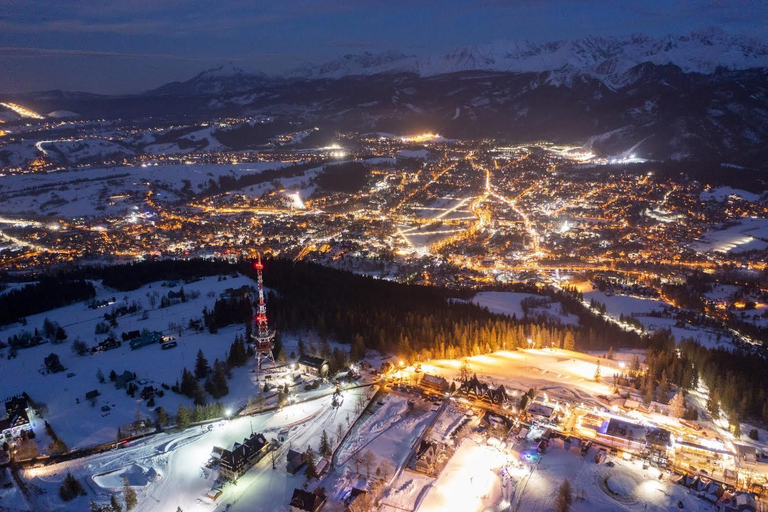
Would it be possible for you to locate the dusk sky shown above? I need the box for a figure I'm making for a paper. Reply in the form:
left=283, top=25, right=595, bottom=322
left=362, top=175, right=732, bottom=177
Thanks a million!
left=0, top=0, right=768, bottom=93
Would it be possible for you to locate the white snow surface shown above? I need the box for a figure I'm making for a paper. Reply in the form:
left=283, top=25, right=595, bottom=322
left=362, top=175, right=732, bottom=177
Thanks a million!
left=0, top=276, right=254, bottom=450
left=288, top=28, right=768, bottom=87
left=470, top=292, right=579, bottom=325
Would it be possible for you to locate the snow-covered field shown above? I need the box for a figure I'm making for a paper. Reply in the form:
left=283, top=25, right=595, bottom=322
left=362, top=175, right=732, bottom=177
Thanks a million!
left=691, top=217, right=768, bottom=253
left=418, top=438, right=508, bottom=512
left=0, top=162, right=294, bottom=218
left=511, top=439, right=717, bottom=512
left=584, top=290, right=732, bottom=348
left=24, top=388, right=371, bottom=512
left=421, top=349, right=623, bottom=405
left=0, top=276, right=255, bottom=449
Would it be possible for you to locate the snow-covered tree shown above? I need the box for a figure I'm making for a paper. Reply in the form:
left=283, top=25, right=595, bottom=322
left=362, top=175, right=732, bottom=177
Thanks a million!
left=669, top=389, right=685, bottom=418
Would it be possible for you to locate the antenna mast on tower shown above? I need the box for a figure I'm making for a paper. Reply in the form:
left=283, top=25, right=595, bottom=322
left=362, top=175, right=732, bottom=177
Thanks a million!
left=253, top=253, right=275, bottom=378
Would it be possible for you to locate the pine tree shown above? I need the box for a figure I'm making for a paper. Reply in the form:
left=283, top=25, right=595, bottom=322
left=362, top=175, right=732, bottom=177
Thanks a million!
left=731, top=413, right=741, bottom=439
left=176, top=404, right=189, bottom=430
left=123, top=476, right=139, bottom=510
left=659, top=368, right=669, bottom=403
left=304, top=445, right=317, bottom=481
left=707, top=388, right=720, bottom=420
left=555, top=479, right=573, bottom=512
left=669, top=390, right=685, bottom=418
left=195, top=349, right=211, bottom=385
left=179, top=368, right=197, bottom=398
left=320, top=429, right=333, bottom=457
left=59, top=472, right=85, bottom=501
left=563, top=331, right=576, bottom=350
left=156, top=406, right=168, bottom=427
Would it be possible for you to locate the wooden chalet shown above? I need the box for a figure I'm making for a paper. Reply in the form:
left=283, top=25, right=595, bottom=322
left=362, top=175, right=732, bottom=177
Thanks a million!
left=219, top=434, right=269, bottom=481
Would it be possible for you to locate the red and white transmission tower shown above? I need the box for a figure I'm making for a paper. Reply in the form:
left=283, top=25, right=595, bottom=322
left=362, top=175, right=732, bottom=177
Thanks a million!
left=253, top=253, right=275, bottom=378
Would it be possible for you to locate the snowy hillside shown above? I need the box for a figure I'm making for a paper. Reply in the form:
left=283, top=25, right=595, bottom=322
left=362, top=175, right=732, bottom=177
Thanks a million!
left=147, top=62, right=267, bottom=96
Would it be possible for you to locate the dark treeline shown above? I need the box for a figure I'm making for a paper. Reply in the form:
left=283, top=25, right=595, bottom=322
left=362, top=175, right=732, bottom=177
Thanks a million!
left=198, top=161, right=323, bottom=196
left=316, top=162, right=371, bottom=194
left=100, top=259, right=235, bottom=291
left=564, top=160, right=768, bottom=194
left=203, top=297, right=253, bottom=333
left=678, top=340, right=768, bottom=424
left=248, top=260, right=646, bottom=359
left=0, top=276, right=96, bottom=325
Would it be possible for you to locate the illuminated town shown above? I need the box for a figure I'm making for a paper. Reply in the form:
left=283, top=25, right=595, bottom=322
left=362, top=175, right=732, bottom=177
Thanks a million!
left=0, top=5, right=768, bottom=512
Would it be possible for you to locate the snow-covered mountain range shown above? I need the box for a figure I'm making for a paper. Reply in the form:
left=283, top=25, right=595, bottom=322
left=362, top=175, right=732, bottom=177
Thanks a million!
left=145, top=62, right=267, bottom=96
left=287, top=28, right=768, bottom=87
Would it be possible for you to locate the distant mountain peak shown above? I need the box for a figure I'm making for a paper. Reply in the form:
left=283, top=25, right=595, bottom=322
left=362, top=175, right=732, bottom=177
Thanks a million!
left=147, top=62, right=268, bottom=96
left=192, top=61, right=248, bottom=80
left=287, top=27, right=768, bottom=86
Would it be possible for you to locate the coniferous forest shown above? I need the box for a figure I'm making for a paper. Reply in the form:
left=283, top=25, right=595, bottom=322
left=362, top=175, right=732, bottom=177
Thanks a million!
left=0, top=259, right=768, bottom=421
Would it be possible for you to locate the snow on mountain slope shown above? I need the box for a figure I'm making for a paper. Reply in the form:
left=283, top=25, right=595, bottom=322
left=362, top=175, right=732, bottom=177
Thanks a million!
left=288, top=28, right=768, bottom=86
left=147, top=62, right=267, bottom=96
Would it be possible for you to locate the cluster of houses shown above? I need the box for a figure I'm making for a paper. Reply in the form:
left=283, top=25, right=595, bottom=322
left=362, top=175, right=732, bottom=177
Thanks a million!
left=0, top=396, right=31, bottom=439
left=296, top=354, right=331, bottom=377
left=458, top=375, right=509, bottom=406
left=128, top=331, right=163, bottom=350
left=674, top=475, right=757, bottom=512
left=213, top=433, right=269, bottom=482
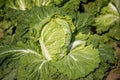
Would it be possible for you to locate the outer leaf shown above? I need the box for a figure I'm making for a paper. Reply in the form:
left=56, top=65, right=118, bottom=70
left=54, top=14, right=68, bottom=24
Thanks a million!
left=0, top=45, right=40, bottom=80
left=6, top=0, right=53, bottom=11
left=109, top=25, right=120, bottom=40
left=56, top=45, right=100, bottom=79
left=99, top=44, right=115, bottom=64
left=95, top=3, right=119, bottom=33
left=75, top=13, right=94, bottom=33
left=40, top=18, right=71, bottom=60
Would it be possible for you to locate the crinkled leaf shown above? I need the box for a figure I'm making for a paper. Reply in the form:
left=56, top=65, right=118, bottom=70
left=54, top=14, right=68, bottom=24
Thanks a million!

● **Task to carry out**:
Quote all of the rows above word for word, and leave the pictures out of your reply.

● **Written response**:
Would it be possible for you to locate the dusk sky shown above? I need the box for a figure I'm making for a paper. Reply in the form:
left=283, top=25, right=595, bottom=322
left=362, top=175, right=732, bottom=177
Thanks a million!
left=0, top=0, right=768, bottom=93
Would it be possible for you to locate the white snow surface shown above? I need the box for a figure I'm making for a paper. Reply in the form:
left=283, top=25, right=595, bottom=322
left=362, top=175, right=732, bottom=177
Thanks a million!
left=0, top=276, right=254, bottom=450
left=288, top=28, right=768, bottom=87
left=470, top=292, right=579, bottom=325
Would it be possible for you to locate the snow-covered field shown above? I need the box for a figure I'm making for a paper. Reply in the form:
left=283, top=25, right=595, bottom=322
left=362, top=175, right=732, bottom=177
Thanks a million!
left=691, top=217, right=768, bottom=253
left=418, top=438, right=508, bottom=512
left=0, top=162, right=294, bottom=218
left=511, top=439, right=717, bottom=512
left=584, top=290, right=732, bottom=348
left=24, top=388, right=371, bottom=512
left=421, top=349, right=623, bottom=405
left=0, top=276, right=255, bottom=449
Would it be possible for you to locate the snow-covered tree shown above? I need the box for a figure I'm making for a paper. Reply in the form:
left=283, top=25, right=595, bottom=322
left=362, top=175, right=732, bottom=177
Thanks a million!
left=669, top=389, right=685, bottom=418
Would it be possible for you to locate the antenna mast on tower shown above? I need the box for a figure I'm making for a paper. Reply in the form:
left=283, top=25, right=595, bottom=322
left=362, top=175, right=732, bottom=177
Thanks a million!
left=253, top=253, right=275, bottom=378
Would it be possible for you to locate the pine tree shown above? I need the box for a figure I'm making for a paper. Reply in the form:
left=283, top=25, right=595, bottom=322
left=362, top=175, right=732, bottom=177
Thanks a million!
left=731, top=413, right=741, bottom=439
left=176, top=404, right=189, bottom=430
left=123, top=476, right=139, bottom=510
left=659, top=368, right=669, bottom=403
left=304, top=445, right=317, bottom=481
left=707, top=388, right=720, bottom=420
left=555, top=479, right=573, bottom=512
left=669, top=390, right=685, bottom=418
left=195, top=349, right=211, bottom=385
left=179, top=368, right=197, bottom=398
left=320, top=429, right=333, bottom=457
left=59, top=472, right=85, bottom=501
left=563, top=331, right=576, bottom=350
left=156, top=406, right=168, bottom=427
Would it be possible for you to locate the wooden chalet shown above? I need the box for a figure I'm making for a paper. Reply in the form:
left=283, top=25, right=595, bottom=322
left=362, top=175, right=732, bottom=177
Thanks a million!
left=219, top=434, right=269, bottom=481
Would it be possible for you to locate the red and white transmission tower shown above? I need the box for a figure I'm making for a paper. Reply in the form:
left=283, top=25, right=595, bottom=322
left=362, top=175, right=732, bottom=177
Thanks a million!
left=253, top=253, right=275, bottom=378
Would it be possible for you to locate the snowy hillside shown above? I need the box for a figure I'm making for a paper. Reply in the form:
left=283, top=25, right=595, bottom=322
left=362, top=175, right=732, bottom=177
Thanks a million!
left=147, top=62, right=267, bottom=96
Would it be possible for you to locate the dark treeline shown above? I need the box for a figure I'm making for a paper. Reply in the form:
left=283, top=25, right=595, bottom=322
left=362, top=175, right=732, bottom=177
Thanks a million!
left=198, top=161, right=323, bottom=196
left=316, top=162, right=371, bottom=194
left=100, top=259, right=235, bottom=291
left=564, top=160, right=768, bottom=194
left=203, top=297, right=253, bottom=333
left=678, top=340, right=768, bottom=424
left=248, top=260, right=646, bottom=359
left=0, top=276, right=96, bottom=325
Would it be possible for you to locate the illuminated town shown above? I need the box for a figure I'm making for a paper. Reply in the form:
left=283, top=25, right=595, bottom=322
left=362, top=175, right=732, bottom=177
Thanks a million!
left=0, top=5, right=768, bottom=512
Would it be possible for you to locate the snow-covered mountain range shown above? I need the box for a figure I'm making for a paper. Reply in the form:
left=283, top=25, right=595, bottom=322
left=362, top=175, right=732, bottom=177
Thanks a million!
left=145, top=62, right=267, bottom=96
left=287, top=28, right=768, bottom=87
Would it be possible for you to locate the distant mountain peak shown above? I need the box for a figure I'm making for a paper. Reply in the form:
left=283, top=25, right=595, bottom=322
left=362, top=175, right=732, bottom=177
Thanks a million!
left=147, top=62, right=268, bottom=96
left=192, top=61, right=248, bottom=80
left=287, top=27, right=768, bottom=86
Would it be possible for you to locate the coniferous forest shown above? I need the box for a figure I'm making for a paper. Reply in the form:
left=283, top=25, right=595, bottom=322
left=362, top=175, right=732, bottom=177
Thanks a million!
left=0, top=259, right=768, bottom=421
Would it be possible for you to locate the snow on mountain slope shown above? I need the box for a figure I'm making for a paper. Reply in the form:
left=283, top=25, right=595, bottom=322
left=362, top=175, right=732, bottom=177
Thanks a million!
left=288, top=28, right=768, bottom=86
left=147, top=62, right=267, bottom=96
Would it be possible for you to locate the cluster of houses shown above? I need the box for a figure I'm making for a paper. Reply in the form:
left=283, top=25, right=595, bottom=322
left=362, top=175, right=732, bottom=177
Thanks a million!
left=0, top=396, right=31, bottom=439
left=296, top=354, right=331, bottom=377
left=458, top=375, right=509, bottom=406
left=128, top=331, right=163, bottom=350
left=674, top=475, right=757, bottom=512
left=213, top=433, right=269, bottom=482
Would it be possible for you to locate the outer leaf shown above? I need the box for a figure I'm making for a paper. Reply in the form:
left=56, top=65, right=118, bottom=70
left=54, top=14, right=68, bottom=24
Thanks a million!
left=0, top=45, right=40, bottom=80
left=6, top=0, right=53, bottom=11
left=109, top=25, right=120, bottom=40
left=56, top=45, right=100, bottom=79
left=99, top=44, right=115, bottom=64
left=95, top=3, right=119, bottom=33
left=75, top=13, right=94, bottom=33
left=40, top=18, right=71, bottom=60
Would it be possible for you to locate the crinkled leaf shown above? I need the box for a figure I'm making for a paper. Reply in the form:
left=56, top=65, right=118, bottom=70
left=54, top=14, right=68, bottom=24
Thanks a million!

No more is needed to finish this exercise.